> [INSTRUCTIONS FOR THE TASK]: The response should contain every record, reproduced exactly.

> [DATA LISTING]:

○ ○ ○ ○

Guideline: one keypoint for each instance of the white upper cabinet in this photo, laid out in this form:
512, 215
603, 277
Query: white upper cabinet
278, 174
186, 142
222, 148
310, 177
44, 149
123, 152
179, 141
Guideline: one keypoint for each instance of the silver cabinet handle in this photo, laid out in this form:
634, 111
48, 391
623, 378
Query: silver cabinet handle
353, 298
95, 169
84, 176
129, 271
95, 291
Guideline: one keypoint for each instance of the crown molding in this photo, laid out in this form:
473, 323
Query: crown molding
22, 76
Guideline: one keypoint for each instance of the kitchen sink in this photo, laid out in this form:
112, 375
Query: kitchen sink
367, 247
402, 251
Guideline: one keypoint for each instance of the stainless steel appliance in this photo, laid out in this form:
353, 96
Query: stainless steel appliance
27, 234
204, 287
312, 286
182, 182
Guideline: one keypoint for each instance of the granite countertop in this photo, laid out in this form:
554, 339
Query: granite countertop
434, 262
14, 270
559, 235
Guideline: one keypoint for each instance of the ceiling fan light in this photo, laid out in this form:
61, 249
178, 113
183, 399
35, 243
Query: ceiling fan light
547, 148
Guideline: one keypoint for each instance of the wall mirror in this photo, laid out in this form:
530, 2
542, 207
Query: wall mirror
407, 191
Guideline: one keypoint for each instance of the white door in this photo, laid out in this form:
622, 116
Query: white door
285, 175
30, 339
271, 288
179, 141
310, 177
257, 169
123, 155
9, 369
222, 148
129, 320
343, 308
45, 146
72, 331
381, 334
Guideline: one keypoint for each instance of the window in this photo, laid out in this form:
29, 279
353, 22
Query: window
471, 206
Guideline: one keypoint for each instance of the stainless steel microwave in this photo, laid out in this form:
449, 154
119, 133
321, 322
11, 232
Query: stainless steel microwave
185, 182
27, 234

○ ○ ○ ○

> [WRITTEN RESPONSE]:
Guideline: one keypoint for each instance of the white upper cabinet in this photo, laid out in this form:
512, 215
603, 277
Query: white upper cabinet
278, 174
186, 142
222, 148
310, 177
44, 149
123, 152
179, 141
Guideline: one keypoint for each instance of the silver cabinet handle in this photo, laid out in this form:
634, 111
48, 391
623, 378
Query: silver cabinet handle
353, 298
95, 169
84, 176
129, 271
95, 291
Guideline: one keypoint for each instance of the crown molding in this photo, laid out in this form:
473, 323
Query: crown molding
22, 76
Guideline: one keypoint for each instance of the kitchen sink in this photo, laid out in this form:
112, 375
Query: kitchen sink
367, 247
402, 251
Guideline: one keypoint for each instance of the stainless steel appliance in this photo, laid out in this form:
353, 96
Query: stainless steel appliance
27, 234
204, 287
312, 286
182, 182
Guideline: one keypoint for each instance of the granite countertop in this photo, laid out in this form:
554, 339
Query: granite countertop
434, 262
14, 270
559, 235
Guideline: one keypoint for each instance of the ceiling fan light in this photo, laid out in this form:
61, 249
178, 113
183, 399
35, 243
Query: ceiling fan light
547, 148
Guideline: one keypoint for each instance of the wall mirror in this photo, laid out in this form:
530, 2
542, 207
Query: wall mirror
407, 191
Guideline: one keypoint for each instance of the white door in this photo, laid out in this form:
622, 116
Query: white door
285, 175
30, 339
271, 288
179, 141
310, 177
257, 169
123, 155
9, 369
222, 148
129, 320
343, 308
45, 146
72, 331
381, 334
Guideline: one keypoint for each instance of the window in this photo, laid out in this form:
29, 279
353, 22
Query: window
471, 206
Guideline: one keypoint for each instance of the stainless steel microwave in this photo, laid out in this form:
449, 154
119, 133
321, 322
11, 232
Query: stainless steel microwave
185, 182
27, 234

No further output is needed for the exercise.